Stored data entries:
________________________

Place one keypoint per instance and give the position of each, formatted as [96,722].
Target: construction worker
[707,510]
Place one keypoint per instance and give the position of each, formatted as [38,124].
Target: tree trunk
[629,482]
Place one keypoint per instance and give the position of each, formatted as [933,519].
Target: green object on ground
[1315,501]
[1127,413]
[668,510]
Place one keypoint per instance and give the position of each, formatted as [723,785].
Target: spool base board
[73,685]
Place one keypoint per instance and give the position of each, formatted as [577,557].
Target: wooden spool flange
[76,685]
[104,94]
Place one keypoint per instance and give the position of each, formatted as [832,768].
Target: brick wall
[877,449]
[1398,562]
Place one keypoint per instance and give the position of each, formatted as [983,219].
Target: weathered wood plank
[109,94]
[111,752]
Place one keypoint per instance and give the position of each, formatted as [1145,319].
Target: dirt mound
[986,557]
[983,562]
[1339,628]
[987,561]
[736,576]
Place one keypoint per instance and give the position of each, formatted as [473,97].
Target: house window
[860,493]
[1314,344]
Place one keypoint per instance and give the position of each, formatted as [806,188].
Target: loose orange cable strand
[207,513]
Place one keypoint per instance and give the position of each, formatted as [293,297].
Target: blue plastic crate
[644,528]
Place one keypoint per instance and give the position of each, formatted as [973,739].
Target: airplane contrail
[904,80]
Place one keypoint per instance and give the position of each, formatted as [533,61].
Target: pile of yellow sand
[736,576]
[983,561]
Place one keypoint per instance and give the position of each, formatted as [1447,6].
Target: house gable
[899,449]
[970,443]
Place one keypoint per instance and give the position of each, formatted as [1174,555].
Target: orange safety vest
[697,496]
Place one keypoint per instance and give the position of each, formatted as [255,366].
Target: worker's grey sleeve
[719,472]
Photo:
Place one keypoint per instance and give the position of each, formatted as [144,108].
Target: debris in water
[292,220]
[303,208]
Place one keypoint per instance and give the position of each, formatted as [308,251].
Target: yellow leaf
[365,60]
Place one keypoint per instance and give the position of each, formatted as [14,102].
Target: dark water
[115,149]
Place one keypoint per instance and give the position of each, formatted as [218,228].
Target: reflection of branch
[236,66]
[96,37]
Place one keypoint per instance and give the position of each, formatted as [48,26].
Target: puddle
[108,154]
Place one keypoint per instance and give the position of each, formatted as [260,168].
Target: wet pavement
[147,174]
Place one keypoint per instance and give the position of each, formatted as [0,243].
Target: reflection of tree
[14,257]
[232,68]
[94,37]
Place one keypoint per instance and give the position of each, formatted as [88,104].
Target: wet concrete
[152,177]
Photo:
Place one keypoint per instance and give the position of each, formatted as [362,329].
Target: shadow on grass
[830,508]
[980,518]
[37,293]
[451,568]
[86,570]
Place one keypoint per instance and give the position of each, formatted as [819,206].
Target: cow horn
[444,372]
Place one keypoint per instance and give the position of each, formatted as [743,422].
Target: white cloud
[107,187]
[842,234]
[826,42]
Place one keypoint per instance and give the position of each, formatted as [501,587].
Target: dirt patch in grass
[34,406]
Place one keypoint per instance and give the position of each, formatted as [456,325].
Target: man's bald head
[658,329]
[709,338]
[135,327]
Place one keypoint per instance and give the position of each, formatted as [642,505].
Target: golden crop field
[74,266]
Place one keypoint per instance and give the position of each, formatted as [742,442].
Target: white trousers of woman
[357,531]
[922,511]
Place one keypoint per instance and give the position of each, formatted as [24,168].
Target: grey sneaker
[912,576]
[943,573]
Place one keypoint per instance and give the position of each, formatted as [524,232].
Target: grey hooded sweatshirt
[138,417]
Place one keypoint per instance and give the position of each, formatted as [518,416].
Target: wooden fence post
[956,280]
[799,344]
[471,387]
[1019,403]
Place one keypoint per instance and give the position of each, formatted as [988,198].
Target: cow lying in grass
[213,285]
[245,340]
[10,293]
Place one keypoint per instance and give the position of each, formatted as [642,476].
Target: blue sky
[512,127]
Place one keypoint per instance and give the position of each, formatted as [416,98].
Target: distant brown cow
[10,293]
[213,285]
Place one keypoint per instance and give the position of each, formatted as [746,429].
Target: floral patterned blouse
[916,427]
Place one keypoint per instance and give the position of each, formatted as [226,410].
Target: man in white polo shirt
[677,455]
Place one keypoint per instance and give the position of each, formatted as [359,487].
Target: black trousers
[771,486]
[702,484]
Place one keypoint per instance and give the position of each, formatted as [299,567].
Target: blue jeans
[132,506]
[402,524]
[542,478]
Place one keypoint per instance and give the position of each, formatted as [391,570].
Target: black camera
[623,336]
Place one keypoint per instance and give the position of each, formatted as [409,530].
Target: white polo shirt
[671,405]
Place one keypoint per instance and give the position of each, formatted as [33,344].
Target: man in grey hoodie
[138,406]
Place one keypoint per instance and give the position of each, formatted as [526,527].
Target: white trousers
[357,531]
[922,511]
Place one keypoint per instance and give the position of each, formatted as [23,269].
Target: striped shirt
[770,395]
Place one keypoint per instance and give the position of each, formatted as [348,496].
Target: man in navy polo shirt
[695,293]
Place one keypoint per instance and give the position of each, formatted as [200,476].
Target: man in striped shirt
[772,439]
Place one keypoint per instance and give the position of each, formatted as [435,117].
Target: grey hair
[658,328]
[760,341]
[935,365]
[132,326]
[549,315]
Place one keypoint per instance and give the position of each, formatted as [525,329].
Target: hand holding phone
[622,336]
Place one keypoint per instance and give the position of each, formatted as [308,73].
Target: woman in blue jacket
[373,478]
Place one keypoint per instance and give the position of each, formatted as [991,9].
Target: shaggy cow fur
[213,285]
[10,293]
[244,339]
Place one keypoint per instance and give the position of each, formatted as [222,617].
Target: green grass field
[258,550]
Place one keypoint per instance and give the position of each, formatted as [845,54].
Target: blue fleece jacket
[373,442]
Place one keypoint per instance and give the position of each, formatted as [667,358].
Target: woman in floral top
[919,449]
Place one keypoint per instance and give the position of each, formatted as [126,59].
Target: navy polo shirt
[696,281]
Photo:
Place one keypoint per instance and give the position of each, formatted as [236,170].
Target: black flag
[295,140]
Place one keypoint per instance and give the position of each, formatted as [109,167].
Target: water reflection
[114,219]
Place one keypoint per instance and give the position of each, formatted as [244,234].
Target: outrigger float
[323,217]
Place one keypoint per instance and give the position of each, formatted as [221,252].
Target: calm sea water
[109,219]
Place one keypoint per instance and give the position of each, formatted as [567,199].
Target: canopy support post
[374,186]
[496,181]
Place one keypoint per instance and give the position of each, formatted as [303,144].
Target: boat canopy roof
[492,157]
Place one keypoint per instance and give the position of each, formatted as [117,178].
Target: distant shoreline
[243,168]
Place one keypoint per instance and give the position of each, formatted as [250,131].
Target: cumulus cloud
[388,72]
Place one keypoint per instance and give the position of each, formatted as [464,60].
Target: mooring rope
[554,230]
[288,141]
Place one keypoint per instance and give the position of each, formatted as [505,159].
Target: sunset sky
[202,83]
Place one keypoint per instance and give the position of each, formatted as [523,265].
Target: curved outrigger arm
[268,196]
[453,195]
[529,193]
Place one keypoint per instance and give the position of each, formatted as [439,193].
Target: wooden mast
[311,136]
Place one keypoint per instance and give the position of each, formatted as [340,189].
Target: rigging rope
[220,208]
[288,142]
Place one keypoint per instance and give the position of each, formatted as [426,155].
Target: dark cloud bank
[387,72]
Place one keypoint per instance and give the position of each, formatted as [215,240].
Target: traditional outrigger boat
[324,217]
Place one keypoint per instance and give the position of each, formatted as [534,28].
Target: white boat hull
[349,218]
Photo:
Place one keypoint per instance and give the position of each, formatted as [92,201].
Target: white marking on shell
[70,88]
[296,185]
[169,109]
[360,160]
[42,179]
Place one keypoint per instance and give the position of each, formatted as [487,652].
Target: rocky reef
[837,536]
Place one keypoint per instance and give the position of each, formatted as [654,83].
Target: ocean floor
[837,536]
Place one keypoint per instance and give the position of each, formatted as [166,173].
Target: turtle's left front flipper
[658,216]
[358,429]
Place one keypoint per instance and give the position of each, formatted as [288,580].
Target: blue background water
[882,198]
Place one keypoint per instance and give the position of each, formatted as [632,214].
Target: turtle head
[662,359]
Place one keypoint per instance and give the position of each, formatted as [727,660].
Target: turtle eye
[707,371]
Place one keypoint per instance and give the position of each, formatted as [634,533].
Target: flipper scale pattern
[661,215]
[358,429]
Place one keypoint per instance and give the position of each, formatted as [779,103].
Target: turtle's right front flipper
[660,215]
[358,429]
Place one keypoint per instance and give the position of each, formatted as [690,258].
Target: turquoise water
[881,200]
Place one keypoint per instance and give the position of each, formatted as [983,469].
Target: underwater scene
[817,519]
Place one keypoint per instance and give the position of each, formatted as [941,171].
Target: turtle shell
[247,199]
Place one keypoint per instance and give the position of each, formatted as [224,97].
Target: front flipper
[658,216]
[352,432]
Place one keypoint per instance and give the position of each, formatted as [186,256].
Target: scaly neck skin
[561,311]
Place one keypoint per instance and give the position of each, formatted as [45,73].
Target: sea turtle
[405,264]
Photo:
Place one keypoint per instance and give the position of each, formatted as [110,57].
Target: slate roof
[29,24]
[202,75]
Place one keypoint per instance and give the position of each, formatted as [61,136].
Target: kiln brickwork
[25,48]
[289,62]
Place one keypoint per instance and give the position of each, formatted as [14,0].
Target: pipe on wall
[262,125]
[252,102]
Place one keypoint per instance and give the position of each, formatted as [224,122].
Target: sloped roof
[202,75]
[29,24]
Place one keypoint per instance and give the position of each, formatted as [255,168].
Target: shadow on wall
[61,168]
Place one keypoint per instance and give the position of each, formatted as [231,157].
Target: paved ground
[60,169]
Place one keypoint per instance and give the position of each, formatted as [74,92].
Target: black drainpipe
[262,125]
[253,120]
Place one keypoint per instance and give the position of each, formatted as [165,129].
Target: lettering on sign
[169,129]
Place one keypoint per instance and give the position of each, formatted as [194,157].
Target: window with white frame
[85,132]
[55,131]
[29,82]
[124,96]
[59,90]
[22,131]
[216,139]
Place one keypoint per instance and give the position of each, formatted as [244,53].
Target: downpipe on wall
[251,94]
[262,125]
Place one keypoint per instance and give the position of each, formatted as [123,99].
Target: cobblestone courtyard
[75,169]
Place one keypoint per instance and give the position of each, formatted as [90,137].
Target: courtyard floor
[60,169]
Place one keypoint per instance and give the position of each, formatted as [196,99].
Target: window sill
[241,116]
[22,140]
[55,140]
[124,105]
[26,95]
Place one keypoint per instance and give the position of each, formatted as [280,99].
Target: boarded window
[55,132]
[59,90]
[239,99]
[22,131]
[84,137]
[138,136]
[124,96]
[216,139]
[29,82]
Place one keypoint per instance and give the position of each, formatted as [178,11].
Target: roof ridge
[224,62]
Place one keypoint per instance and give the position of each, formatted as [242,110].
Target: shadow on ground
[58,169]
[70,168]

________________________

## YOUR GOAL
The line containing "formatted as [255,168]." and every line after it, up to and including the last line of the records, should be reproduced exactly, with nothing else.

## TASK OUTPUT
Place one keypoint per instance and give the position of each, formatted as [255,168].
Target: shadow on wall
[61,168]
Place one keypoint per instance and give the position of each, formatted as [231,157].
Target: paved ground
[60,169]
Place one keypoint per instance and give the position of each, formatted as [74,92].
Target: black drainpipe
[262,125]
[253,120]
Place one keypoint per instance and give the position of each, formatted as [165,129].
Target: lettering on sign
[169,129]
Place one keypoint per instance and give the position of each, formatted as [194,157].
Target: window with white frame
[85,132]
[55,131]
[29,82]
[124,96]
[59,90]
[22,131]
[216,139]
Place one keypoint per instance and give the position of each, formatted as [244,53].
Target: downpipe on wall
[251,94]
[262,125]
Place one keypoint per instance and give the position of each, formatted as [123,99].
Target: cobblestone courtyard
[75,169]
Place one keypoint per instance and give the position of each, formatted as [90,137].
Target: courtyard floor
[60,169]
Place one keypoint per instance and give the position of each, formatted as [196,99].
Target: window sill
[241,116]
[22,140]
[55,140]
[124,105]
[26,95]
Place one keypoint per instance and give the position of each, formatted as [280,99].
Target: boarded window
[55,132]
[59,90]
[239,99]
[22,131]
[84,137]
[138,136]
[124,96]
[216,139]
[29,82]
Place one keypoint per instance and give the position of each, formatted as [178,11].
Target: roof ridge
[224,62]
Place one keypoint per instance and give the position of each, formatted as [242,110].
Target: shadow on ground
[58,169]
[70,168]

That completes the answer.